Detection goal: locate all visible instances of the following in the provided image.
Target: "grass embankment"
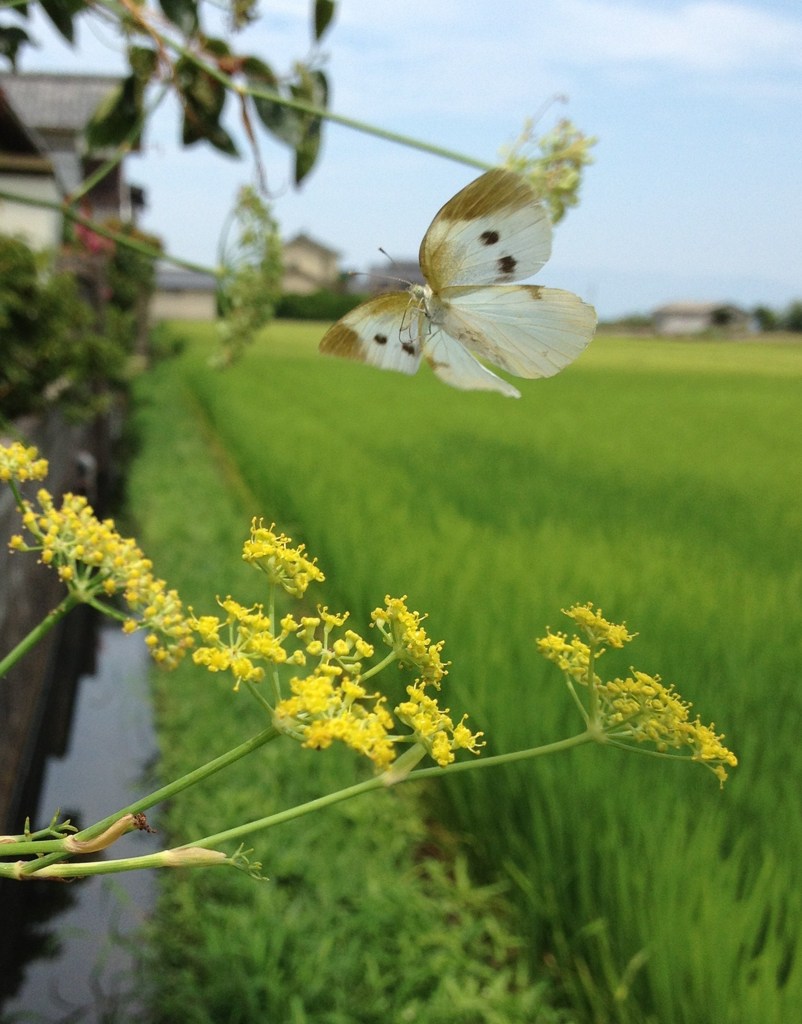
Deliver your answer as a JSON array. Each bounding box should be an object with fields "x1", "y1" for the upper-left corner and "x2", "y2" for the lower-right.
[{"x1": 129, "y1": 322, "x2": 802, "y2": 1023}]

==

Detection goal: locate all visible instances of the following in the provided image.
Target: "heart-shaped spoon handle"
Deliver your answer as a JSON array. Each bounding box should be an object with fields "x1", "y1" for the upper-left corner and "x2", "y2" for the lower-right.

Problem.
When a line in the material above holds the word "Target", copy that line.

Solution to the problem.
Target: "grass embankment"
Target: "heart-shaped spoon handle"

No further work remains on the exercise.